### GIVEN TEXT
The Old Fort Peck trading post was built in 1867 on a narrow ledge of shale about 35 feet above the river, its rear wall abutting the hillside. The front of the stockade was so close to the ledge that it was an effective steamboat landing for sternwheelers that made frequent trips upstream. But the site of the old stockade was lost to the river near the turn of the century.

When President Franklin D. Roosevelt authorized the Fort Peck project in 1933, thousands of people from all over the country migrated to Montana during the midst of the Great Depression in hopes of earning a living. More than 7,000 men and women signed on to work on the dam in 1934 and 1935. Employment peaked at nearly 11,000 dam workers in 1936, and thousands more swarmed to Montana to set up businesses including food markets, hardware stores, butcher shops, general stores, saloons and brothels. More than eighteen boomtowns sprang up in the vicinity, and the "wild west" was reborn as a tiny and obscure township swelled from a population of a few hundred to nearly 40,000 people.

Maj. Clark C. Kittrell, who served as Corps of Engineers deputy district engineer at Fort Peck from 1933 to 1937 and as the district engineer from 1937 to 1940, defined the complexity of the mission: "No engineering job of this magnitude had ever been attempted with so short a time for planning."

New techniques had to be learned and developed as rapidly as ingenuity would allow. Countless technical problems arose and were solved. A shipyard, created on site, quickly turned out the "Fort Peck Navy," which would dredge the river bottom and pump the slurry that formed the dam. Workers overcame a massive slide in 1938, a year after closure was made, and with completion of the dam in sight. The last load of material was dumped in October 1940, almost seven years to the day after FDR’s authorization.

### ACTIONS TO TAKE
1. Reproduce the stretch of the Fort Peck history from "Maj. Clark C." through "after FDR’s authorization.".
2. Extend the Fort Peck history with what comes next, picking up after its final sentence.

### RECORD EXCERPTS
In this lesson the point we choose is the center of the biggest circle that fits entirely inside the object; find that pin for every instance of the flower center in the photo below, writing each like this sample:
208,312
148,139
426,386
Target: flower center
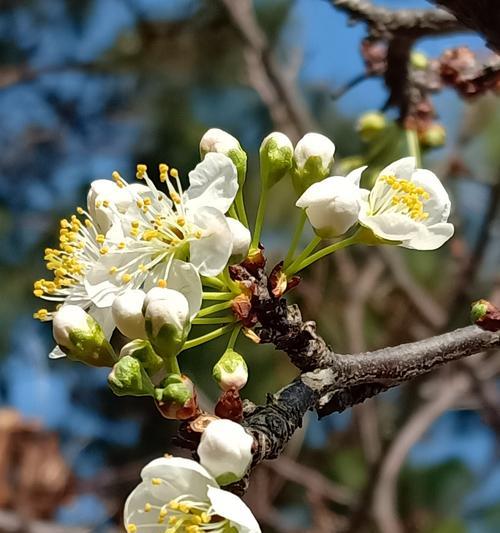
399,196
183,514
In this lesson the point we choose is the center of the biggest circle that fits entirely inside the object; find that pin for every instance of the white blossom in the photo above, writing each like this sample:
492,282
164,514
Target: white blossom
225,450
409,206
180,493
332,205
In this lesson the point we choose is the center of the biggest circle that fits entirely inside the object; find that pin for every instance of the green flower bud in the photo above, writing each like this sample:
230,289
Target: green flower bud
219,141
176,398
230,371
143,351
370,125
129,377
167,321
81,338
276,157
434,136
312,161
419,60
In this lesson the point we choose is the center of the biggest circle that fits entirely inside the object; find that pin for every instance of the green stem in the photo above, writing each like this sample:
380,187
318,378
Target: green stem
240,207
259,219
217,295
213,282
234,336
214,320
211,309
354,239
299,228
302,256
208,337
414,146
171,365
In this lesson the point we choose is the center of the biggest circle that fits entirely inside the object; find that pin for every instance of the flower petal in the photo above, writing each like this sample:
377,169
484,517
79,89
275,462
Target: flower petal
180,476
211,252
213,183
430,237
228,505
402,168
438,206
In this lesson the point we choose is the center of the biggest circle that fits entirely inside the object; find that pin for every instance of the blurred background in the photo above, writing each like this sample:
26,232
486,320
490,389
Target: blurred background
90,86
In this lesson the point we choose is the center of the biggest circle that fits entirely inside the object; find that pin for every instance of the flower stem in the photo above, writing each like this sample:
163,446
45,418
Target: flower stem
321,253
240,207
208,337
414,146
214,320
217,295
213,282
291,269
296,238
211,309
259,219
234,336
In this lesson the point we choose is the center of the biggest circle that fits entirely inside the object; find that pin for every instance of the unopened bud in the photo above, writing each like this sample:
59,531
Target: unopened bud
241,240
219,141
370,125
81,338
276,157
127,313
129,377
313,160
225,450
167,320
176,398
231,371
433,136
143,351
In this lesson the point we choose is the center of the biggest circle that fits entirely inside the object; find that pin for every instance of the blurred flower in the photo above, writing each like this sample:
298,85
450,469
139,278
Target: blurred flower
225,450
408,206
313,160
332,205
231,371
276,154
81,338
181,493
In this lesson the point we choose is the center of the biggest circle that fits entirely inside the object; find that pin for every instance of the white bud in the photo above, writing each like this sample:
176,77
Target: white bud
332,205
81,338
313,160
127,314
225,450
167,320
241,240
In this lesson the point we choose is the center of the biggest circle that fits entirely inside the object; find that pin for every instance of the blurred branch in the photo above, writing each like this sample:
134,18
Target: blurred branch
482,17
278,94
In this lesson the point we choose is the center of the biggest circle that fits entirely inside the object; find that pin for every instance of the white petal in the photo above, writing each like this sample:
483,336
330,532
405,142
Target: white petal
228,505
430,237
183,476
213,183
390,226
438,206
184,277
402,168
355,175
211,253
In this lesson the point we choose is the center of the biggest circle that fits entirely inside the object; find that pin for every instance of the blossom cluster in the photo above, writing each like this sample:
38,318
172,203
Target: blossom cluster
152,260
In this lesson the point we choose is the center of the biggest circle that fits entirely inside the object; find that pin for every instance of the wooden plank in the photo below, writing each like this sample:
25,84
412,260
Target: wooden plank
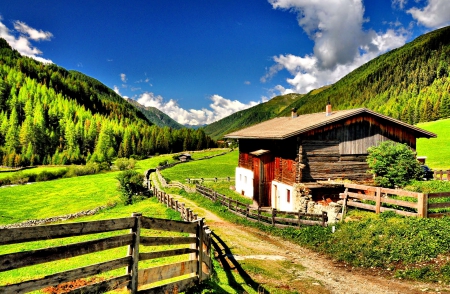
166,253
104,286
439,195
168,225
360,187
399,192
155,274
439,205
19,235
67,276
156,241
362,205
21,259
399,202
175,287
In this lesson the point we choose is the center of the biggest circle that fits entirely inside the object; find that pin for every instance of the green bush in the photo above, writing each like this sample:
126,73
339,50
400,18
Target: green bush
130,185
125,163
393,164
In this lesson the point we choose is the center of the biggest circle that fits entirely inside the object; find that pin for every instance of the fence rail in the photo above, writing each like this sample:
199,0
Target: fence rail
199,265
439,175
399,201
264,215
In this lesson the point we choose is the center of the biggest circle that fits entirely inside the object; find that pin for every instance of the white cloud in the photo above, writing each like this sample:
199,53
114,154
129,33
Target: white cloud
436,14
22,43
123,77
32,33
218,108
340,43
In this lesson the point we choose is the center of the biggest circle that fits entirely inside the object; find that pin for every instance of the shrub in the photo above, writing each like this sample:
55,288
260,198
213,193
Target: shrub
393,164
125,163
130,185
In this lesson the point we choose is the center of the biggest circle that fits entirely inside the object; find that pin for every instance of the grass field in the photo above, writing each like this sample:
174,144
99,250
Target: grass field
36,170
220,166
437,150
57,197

### ANSWERS FOR THIS EXERCISE
1.
Maj. Clark C. Kittrell, who served as Corps of Engineers deputy district engineer at Fort Peck from 1933 to 1937 and as the district engineer from 1937 to 1940, defined the complexity of the mission: "No engineering job of this magnitude had ever been attempted with so short a time for planning."

New techniques had to be learned and developed as rapidly as ingenuity would allow. Countless technical problems arose and were solved. A shipyard, created on site, quickly turned out the "Fort Peck Navy," which would dredge the river bottom and pump the slurry that formed the dam. Workers overcame a massive slide in 1938, a year after closure was made, and with completion of the dam in sight. The last load of material was dumped in October 1940, almost seven years to the day after FDR’s authorization.

2.
The legacy that is Fort Peck provides visitors a fascinating look into yesteryear. The town of Fort Peck, now an independent municipality, is a rare treasure. Neither progress nor modernization can erase the etchings of time that allow visitors a glimpse back at another era.

Many of the early buildings - some of which are listed on the National Register of Historic Building - still stand, symbols of a distant past, with an integrity that allows them to function yet today.

The vast size of Fort Peck Lake and its remoteness from major population centers provide a variety of high quality outdoor experiences. Popular recreation activities include camping, boating, fishing, hunting, sight-seeing, picnicking, biking, hiking, photography, watching wildlife and just relaxing.

Fifteen hundred miles of pristine shoreline serve as a haven for those wishing to get away from the stresses of modern life. There are 27 recreation areas located around the reservoir. The areas near and around the dam offer paved roads, electricity, showers and playgrounds while facilities around the rest of the lake are more primitive with gravel roads, picnic tables and vault toilets. Access roads to many of the remote areas may be impassable in inclement weather.

Fort Peck Lake enjoys nationwide recognition as a hot spot for walleye fishing. The lake also offers excellent fishing for sauger, smallmouth bass, lake trout, chinook salmon and northern pike. The introduction of cisco as a forage fish in 1983 proved successful and has increased both the size and number of game fish.

The Fort Peck Lake Area and the Charles M. Russell Wildlife Refuge provide superb hunting of deer, elk, big horn sheep, and prong horn. The Missouri River Breaks are known for producing large elk and other game animals.

Additional information on fishing and hunting can be obtained by contacting the Montana Fish, Wildlife and Parks Department.

  • From Glasgow, MT, take Highway 24 south 17 miles to Fort Peck.
  • From Nashua, MT take Highway 117 south 12 miles to Fort Peck

Fort Peck Interpretive Center exhibits include wildlife of the C. M. Russell National Wildlife Refuge, paleontology; including a cast of the Tyrannosaurus Rex known as Peck’s Rex, Fort Peck Dam construction history, boomtowns and homesteading. The center also showcases the two largest aquariums in Montana, displaying native and game fish of Fort Peck Lake and the Missouri River.

The center’s interpretive programs, theater presentations, amphitheater programs and nature hikes covering a variety of topics are presented weekly throughout the summer.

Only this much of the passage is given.